** Start Records for the task **
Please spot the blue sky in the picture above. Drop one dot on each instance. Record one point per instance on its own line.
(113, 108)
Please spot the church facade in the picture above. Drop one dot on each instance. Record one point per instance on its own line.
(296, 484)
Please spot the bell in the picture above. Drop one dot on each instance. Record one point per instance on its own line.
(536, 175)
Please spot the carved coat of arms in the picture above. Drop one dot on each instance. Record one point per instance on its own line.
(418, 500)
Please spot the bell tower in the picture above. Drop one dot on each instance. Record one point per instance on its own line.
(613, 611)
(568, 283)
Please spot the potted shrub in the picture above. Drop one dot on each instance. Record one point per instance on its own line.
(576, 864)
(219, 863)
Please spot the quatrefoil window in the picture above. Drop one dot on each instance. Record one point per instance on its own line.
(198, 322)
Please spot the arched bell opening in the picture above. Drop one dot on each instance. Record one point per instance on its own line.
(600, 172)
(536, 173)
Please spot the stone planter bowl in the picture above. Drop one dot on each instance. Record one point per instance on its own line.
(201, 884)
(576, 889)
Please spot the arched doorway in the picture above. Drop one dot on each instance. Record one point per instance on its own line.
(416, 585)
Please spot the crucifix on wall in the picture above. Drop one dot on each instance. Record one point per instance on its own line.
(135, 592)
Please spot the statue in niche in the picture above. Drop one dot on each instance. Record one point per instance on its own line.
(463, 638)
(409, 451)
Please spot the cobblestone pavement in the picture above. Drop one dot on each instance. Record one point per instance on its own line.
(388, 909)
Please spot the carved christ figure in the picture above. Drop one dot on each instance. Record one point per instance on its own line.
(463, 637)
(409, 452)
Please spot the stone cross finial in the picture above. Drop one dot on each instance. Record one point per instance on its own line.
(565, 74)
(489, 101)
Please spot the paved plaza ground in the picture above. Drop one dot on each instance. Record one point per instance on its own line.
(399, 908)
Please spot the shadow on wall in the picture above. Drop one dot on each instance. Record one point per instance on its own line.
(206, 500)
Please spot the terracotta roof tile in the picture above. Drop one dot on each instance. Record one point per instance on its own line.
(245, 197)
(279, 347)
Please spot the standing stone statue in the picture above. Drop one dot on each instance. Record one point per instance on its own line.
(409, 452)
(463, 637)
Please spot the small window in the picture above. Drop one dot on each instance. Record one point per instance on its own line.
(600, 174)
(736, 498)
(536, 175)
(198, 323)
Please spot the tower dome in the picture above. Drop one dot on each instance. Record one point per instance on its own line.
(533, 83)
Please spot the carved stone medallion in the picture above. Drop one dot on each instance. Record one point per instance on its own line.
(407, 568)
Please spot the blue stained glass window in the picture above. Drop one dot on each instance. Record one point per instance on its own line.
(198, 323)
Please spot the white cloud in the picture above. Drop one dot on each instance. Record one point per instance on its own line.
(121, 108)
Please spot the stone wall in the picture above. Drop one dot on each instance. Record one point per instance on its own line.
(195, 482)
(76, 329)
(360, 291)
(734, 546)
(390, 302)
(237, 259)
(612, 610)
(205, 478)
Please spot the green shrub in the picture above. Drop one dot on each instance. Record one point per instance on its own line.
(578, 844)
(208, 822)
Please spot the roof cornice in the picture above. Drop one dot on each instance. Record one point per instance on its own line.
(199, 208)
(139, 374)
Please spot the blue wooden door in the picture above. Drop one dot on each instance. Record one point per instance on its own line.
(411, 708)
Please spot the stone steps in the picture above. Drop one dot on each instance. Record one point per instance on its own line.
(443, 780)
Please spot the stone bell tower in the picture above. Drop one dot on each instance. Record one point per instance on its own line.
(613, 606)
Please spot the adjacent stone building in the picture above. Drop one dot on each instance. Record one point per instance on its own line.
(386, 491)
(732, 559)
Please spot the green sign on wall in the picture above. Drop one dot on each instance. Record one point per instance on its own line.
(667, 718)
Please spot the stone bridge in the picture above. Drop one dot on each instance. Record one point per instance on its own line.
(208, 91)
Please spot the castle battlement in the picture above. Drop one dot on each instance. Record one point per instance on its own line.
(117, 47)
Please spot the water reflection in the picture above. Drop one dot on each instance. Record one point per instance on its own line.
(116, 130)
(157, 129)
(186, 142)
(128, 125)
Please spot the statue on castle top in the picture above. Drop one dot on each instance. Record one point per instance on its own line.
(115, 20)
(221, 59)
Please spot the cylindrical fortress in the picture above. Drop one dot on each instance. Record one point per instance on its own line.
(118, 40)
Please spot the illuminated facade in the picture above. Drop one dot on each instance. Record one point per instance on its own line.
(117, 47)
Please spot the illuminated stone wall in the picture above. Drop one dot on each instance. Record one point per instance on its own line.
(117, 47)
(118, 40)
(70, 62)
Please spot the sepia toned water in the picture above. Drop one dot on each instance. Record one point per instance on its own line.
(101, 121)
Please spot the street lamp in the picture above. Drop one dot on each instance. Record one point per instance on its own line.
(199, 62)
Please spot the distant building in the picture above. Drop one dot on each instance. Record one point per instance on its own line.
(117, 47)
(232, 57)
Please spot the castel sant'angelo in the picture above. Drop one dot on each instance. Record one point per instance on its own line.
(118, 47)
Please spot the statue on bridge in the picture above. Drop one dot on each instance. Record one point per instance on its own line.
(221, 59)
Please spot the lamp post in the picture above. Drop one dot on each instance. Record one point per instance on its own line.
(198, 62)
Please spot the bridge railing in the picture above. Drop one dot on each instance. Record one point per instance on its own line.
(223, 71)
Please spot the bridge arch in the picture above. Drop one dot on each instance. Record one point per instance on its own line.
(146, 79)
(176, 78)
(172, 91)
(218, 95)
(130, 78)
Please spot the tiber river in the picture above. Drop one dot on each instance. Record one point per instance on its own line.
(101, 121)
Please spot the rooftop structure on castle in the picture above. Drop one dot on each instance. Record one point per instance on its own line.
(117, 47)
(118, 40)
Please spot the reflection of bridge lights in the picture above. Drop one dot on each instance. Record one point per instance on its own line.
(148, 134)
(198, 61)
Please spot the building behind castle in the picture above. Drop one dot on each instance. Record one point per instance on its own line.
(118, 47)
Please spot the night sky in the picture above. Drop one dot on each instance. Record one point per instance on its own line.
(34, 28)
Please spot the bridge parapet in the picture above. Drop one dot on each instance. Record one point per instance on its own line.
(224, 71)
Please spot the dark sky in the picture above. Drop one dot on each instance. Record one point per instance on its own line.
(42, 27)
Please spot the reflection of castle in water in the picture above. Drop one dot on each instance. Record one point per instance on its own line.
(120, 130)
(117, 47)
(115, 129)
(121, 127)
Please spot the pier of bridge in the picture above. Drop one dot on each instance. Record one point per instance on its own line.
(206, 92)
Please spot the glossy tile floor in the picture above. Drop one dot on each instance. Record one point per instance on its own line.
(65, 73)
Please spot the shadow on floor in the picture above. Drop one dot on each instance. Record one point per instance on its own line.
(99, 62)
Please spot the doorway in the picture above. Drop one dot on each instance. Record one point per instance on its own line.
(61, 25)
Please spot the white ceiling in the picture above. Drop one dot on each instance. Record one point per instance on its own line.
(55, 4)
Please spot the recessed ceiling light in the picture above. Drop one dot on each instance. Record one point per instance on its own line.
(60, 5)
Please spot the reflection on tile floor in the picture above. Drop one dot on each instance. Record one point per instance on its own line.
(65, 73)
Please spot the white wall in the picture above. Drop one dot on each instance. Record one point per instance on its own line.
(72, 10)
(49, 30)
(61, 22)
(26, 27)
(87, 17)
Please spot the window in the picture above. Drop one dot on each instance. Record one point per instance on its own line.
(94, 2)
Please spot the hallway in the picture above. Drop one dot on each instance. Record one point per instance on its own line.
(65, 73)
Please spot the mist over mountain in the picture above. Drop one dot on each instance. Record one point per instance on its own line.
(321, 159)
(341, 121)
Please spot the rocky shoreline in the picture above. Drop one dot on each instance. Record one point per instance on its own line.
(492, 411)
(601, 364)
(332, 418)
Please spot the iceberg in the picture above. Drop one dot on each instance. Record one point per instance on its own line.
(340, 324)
** End Records for the task **
▶ _Requirements_:
Return exactly the lines from the one containing "Please spot the reflection of castle" to the last line of the data, and nothing more.

▶ _Response below_:
Please spot the reflection of castle in water in the picture above. Drop one dot on each instance. Record one point per instance on its own line.
(120, 130)
(117, 47)
(115, 129)
(121, 127)
Please spot the pier of bridge in the picture above. Drop one dot on each instance. Record one point per instance on its own line.
(206, 92)
Please spot the glossy tile floor in the picture above. Drop one dot on each instance. Record one point per instance on its own line.
(65, 73)
Please spot the shadow on floor in the picture above. Drop one dot on each instance. Record one point per instance on its own line.
(99, 62)
Please spot the doorway in the picture above. Drop one dot on each instance. Record one point per instance on its own line.
(61, 25)
Please spot the white ceiling in the picture above. Drop one dot on each instance. Record one point per instance on its own line.
(55, 4)
Please spot the recessed ceiling light in the picture above. Drop one dot on each instance. Record one point per instance on its own line.
(60, 5)
Please spot the reflection on tile floor in the picture above. Drop one dot on each instance. Record one point per instance on its own line.
(65, 73)
Please spot the white wall in the picture above. Drop one dot on each instance. Record one point per instance on its own line.
(72, 10)
(49, 30)
(61, 22)
(26, 27)
(87, 17)
Please spot the window in the picture above. Drop one dot on each instance. Record one point per instance on its own line.
(94, 2)
Please spot the hallway in the picture above. Drop one dot on each instance. Record one point per instance on its own line.
(65, 73)
Please spot the mist over mountain in the picture above. Drop one dot on each instance. Record one point per instance on its own line.
(321, 159)
(341, 121)
Please spot the rocky shoreline in the picture above. Drop one dot on each instance. Record one point per instance on its own line.
(492, 411)
(601, 364)
(332, 418)
Please spot the iceberg in the picture above. Drop one dot on each instance. Record one point per instance on its own line.
(340, 324)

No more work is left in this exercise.